- **ÉNONCÉ ÉCRIT A**: Mets à l'échelle la liste ci-dessous en la recopiant en entier. Multiplie par 0,7 les coordonnées x et y des points donnés en réponse et arrondis-les à l'entier le plus proche, les demi-unités vers le haut, sans rien changer d'autre.

42. Les 185 Etats parties à la Convention de 1972 peuvent soumettre des propositions d’inscription de sites sur la liste du patrimoine mondial. Plus de 800 sites sont aujourd’hui inscrits. L’UNESCO encourage les Etats parties à proposer des candidatures, mais il ne peut pas obliger les gouvernements à nommer des sites ou à les inclure sur la liste indicative nationale.

Union européenne

43. Les participants à la Conférence de 2008 sur l’archéologie préventive ont exprimé l’avis que les instruments élaborés par le Conseil de l’Europe sous la forme de conventions devraient être transposés au sein de l’Union européenne, en particulier la Convention de La Valette. L’acquis du Conseil de l’Europe devrait donc également être pris en compte lors de l’utilisation des fonds communautaires structurels par les différents Etats membres. Les participants ont également signalé que de nombreux intervenants ne savaient même pas que ces mécanismes existaient. Il a été rappelé que les collaborateurs internationaux chargés de projets patrimoniaux sont tenus d’informer les divers acteurs que les différents mécanismes existants peuvent souvent être appliqués, y compris pour des projets ayant un impact sur le patrimoine archéologique (par exemple dans le cas de Roşia Montană, décrit ci-après).

Un bloc de données
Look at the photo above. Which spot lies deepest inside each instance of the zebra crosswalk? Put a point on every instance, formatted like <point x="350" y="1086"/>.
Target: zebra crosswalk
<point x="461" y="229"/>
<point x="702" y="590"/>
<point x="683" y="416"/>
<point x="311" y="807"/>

- **ÉNONCÉ ÉCRIT B**: Quelles organisations internationales l'extrait ci-dessus nomme-t-il ?

- **RÉPONSE RÉDIGÉE A**:
Look at the photo above. Which spot lies deepest inside each instance of the zebra crosswalk? Put a point on every instance, formatted like <point x="350" y="1086"/>.
Target: zebra crosswalk
<point x="323" y="160"/>
<point x="491" y="413"/>
<point x="478" y="291"/>
<point x="218" y="565"/>

- **RÉPONSE RÉDIGÉE B**: L'UNESCO, le Conseil de l'Europe et l'Union européenne.